Moïse Essoh et le CODE dans les couloirs de l’ONU
C’était l’occasion pour le CODE de revenir sur la situation des droits humains au Cameroun, une problématique que le CODE connaît bien.
Si l’action menée par le CODE à l’Hôtel Intercontinental de Genève le samedi 26 février dernier a rencontré un large écho dans les médias, on oublie souvent qu’elle était précédée d’une action diplomatique menée la veille, le vendredi 25 février, auprès de la Commission de Droits de l’Homme des Nations Unies. C’était l’occasion pour le CODE de revenir sur la situation des droits humains au Cameroun, une problématique que le CODE connaît bien. En avril 2010 déjà elle avait été la seule organisation, avec la FIACAT, à apporter une contradiction officielle aux mensonges d’Etat du régime de M. Biya sur de la situations des droits humains au Cameroun. Cela se passait lors de la 44ème session du Comité contre la Torture (CAT) de la Commission des Droits de l’Homme des Nations Unies à Genève. La présence du CODE avait semé la panique dans la délégation gouvernementale, qui avait lâchement fuit la confrontation directe avec le Dr. ESSOH, délégué du CODE en 2010. Par la suite, la contribution du CODE, jugée valable par l’ONU, avait été publiée par la suite sur le site des Nations Unies.

▸ Les données:

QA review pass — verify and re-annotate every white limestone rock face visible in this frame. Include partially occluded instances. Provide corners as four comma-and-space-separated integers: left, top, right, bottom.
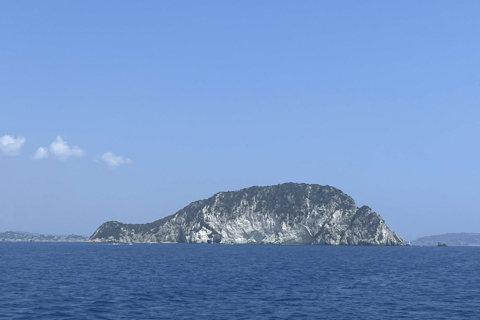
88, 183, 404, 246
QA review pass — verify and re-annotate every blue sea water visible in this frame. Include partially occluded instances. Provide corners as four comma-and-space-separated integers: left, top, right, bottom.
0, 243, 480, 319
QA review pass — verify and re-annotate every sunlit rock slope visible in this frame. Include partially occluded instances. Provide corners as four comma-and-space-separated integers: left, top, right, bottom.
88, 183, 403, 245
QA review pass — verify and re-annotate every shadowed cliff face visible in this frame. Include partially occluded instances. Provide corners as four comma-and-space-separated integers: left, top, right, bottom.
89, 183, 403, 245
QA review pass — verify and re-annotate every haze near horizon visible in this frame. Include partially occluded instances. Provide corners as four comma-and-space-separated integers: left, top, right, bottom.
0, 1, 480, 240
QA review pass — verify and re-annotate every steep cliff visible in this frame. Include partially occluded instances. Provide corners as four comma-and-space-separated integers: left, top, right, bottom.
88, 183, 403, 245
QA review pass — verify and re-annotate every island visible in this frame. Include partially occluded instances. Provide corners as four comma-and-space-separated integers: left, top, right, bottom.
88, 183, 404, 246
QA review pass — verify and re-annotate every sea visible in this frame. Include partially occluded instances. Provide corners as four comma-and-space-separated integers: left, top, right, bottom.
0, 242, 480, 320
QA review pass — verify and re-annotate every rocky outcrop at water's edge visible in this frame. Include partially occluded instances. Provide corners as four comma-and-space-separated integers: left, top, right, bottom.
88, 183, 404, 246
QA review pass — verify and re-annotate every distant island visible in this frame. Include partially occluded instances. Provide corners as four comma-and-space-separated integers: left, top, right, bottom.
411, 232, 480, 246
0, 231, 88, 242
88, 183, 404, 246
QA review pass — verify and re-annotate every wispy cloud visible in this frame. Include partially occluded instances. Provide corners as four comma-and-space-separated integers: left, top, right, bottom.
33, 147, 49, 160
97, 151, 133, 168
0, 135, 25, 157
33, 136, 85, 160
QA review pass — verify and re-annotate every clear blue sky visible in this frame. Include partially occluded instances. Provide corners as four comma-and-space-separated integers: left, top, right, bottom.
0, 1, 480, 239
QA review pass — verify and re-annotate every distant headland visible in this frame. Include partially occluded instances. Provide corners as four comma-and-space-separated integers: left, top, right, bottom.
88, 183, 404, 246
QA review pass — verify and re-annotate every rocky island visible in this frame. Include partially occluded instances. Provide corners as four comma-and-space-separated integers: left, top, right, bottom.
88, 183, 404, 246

...

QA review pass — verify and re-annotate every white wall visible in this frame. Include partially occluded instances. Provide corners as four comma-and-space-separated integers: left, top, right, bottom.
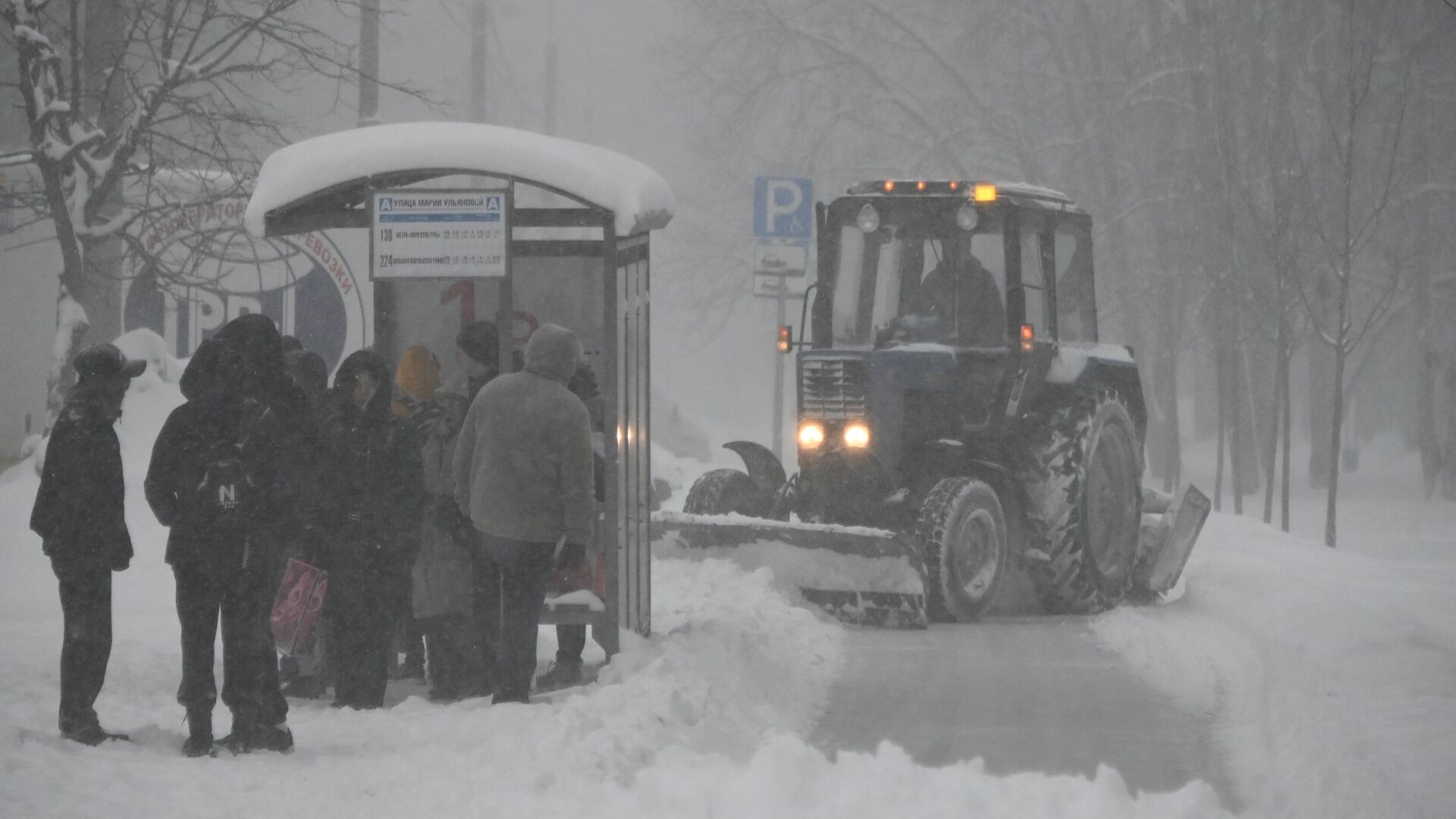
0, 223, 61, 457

▸ Consigne 1:
Selon l'extrait fourni :
(a) Quel jour l'action diplomatique auprès de la commission des Nations Unies a-t-elle été menée ?
(b) Avec quelle organisation le CODE a-t-il apporté une contradiction officielle en avril 2010 ?
(c) Lors de quelle session du Comité contre la Torture cela s'est-il passé ?
▸ Consigne 2: Recopiez les lignes des enregistrements en partant de celle qui contient « QA review pass — verify and re-annotate every white limestone » jusqu'à celle qui contient « 89, 183, 403, 245 », ces deux lignes comprises. Laissez les images de côté.
L'extrait fourni et les enregistrements sont deux documents indépendants l'un de l'autre.

▸ Réponse 1:
(a) Le vendredi 25 février.
(b) Avec la FIACAT.
(c) Lors de la 44ème session.

▸ Réponse 2:
QA review pass — verify and re-annotate every white limestone rock face visible in this frame. Include partially occluded instances. Provide corners as four comma-and-space-separated integers: left, top, right, bottom.
88, 183, 404, 246
QA review pass — verify and re-annotate every blue sea water visible in this frame. Include partially occluded instances. Provide corners as four comma-and-space-separated integers: left, top, right, bottom.
0, 243, 480, 319
QA review pass — verify and re-annotate every sunlit rock slope visible in this frame. Include partially occluded instances. Provide corners as four comma-and-space-separated integers: left, top, right, bottom.
88, 183, 403, 245
QA review pass — verify and re-annotate every shadowed cliff face visible in this frame. Include partially occluded instances. Provide corners as four comma-and-space-separated integers: left, top, right, bottom.
89, 183, 403, 245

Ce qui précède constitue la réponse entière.